» Natural-language object grounding data
——————————

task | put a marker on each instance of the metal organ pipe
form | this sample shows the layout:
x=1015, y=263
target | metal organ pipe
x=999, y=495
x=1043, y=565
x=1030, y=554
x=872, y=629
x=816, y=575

——————————

Beginning at the line that contains "form | this", reproduce every line down to the last line of the entries above, exactly and only those.

form | this sample shows the layout:
x=1015, y=263
target | metal organ pipe
x=999, y=495
x=1043, y=565
x=1030, y=554
x=872, y=629
x=816, y=575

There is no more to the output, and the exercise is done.